*What is expected*
Return all entries below exactly. Skip nothing.

· · · · · · ·

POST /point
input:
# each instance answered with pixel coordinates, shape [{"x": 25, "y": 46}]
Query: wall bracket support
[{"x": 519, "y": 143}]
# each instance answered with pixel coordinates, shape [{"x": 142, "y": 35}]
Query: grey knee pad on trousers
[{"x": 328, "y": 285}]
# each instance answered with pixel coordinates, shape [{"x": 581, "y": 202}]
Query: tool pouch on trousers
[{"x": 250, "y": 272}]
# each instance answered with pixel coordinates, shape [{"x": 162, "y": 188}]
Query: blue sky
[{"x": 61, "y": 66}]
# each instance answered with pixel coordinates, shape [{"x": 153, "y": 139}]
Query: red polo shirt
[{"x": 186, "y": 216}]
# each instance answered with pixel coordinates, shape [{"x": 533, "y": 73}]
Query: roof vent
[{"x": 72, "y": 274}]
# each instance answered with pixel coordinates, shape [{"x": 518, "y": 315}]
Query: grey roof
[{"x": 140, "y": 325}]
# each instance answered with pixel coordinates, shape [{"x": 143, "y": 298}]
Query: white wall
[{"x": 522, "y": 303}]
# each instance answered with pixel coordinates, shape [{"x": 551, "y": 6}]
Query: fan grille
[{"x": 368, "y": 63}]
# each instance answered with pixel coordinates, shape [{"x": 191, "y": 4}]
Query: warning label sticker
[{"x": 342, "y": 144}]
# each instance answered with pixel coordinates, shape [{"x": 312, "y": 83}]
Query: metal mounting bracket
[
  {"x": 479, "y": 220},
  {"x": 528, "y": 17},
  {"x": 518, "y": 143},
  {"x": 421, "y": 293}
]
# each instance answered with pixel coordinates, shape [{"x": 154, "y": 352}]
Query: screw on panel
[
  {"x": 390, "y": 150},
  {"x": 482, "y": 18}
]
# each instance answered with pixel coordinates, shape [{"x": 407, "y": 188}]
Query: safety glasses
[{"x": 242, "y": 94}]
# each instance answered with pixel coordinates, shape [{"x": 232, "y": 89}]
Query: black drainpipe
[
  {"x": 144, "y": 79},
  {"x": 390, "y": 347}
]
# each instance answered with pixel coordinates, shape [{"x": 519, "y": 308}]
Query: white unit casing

· · · · · · ·

*Solution to the problem*
POST /point
input:
# each instance answered with pixel coordinates, shape [{"x": 25, "y": 46}]
Query: wall bracket support
[{"x": 519, "y": 143}]
# each instance answered with pixel coordinates, shape [{"x": 142, "y": 35}]
Query: grey knee pad on trousers
[{"x": 328, "y": 285}]
# each instance answered with pixel coordinates, shape [{"x": 581, "y": 202}]
Query: tool pouch on trousers
[{"x": 250, "y": 272}]
# each instance answered with pixel coordinates, shape [{"x": 162, "y": 188}]
Query: blue sky
[{"x": 61, "y": 66}]
# each instance answered with pixel coordinates, shape [{"x": 153, "y": 139}]
Query: red polo shirt
[{"x": 186, "y": 216}]
# each instance answered with pixel coordinates, shape [{"x": 533, "y": 73}]
Query: roof vent
[{"x": 72, "y": 274}]
# each instance answered with pixel coordinates, shape [{"x": 518, "y": 315}]
Query: grey roof
[{"x": 140, "y": 325}]
# each instance answered with pixel coordinates, shape [{"x": 143, "y": 298}]
Query: white wall
[{"x": 522, "y": 303}]
# each instance answered with pixel coordinates, shape [{"x": 551, "y": 6}]
Query: fan grille
[{"x": 368, "y": 63}]
# each instance answered with pixel coordinates, shape [{"x": 191, "y": 4}]
Query: warning label sticker
[{"x": 342, "y": 144}]
# each instance answered with pixel coordinates, shape [{"x": 312, "y": 83}]
Query: metal mounting bracket
[
  {"x": 479, "y": 220},
  {"x": 528, "y": 17},
  {"x": 518, "y": 143},
  {"x": 421, "y": 293}
]
# each instance answered with pixel coordinates, shape [{"x": 154, "y": 352}]
Query: screw on panel
[
  {"x": 390, "y": 150},
  {"x": 482, "y": 18}
]
# each instance answered with pixel coordinates, shape [{"x": 407, "y": 188}]
Query: safety glasses
[{"x": 242, "y": 94}]
# each instance answered with pixel coordinates, shape [{"x": 232, "y": 89}]
Query: black drainpipe
[
  {"x": 144, "y": 79},
  {"x": 390, "y": 347}
]
# each instance answered with pixel coordinates, shape [{"x": 519, "y": 308}]
Query: white unit casing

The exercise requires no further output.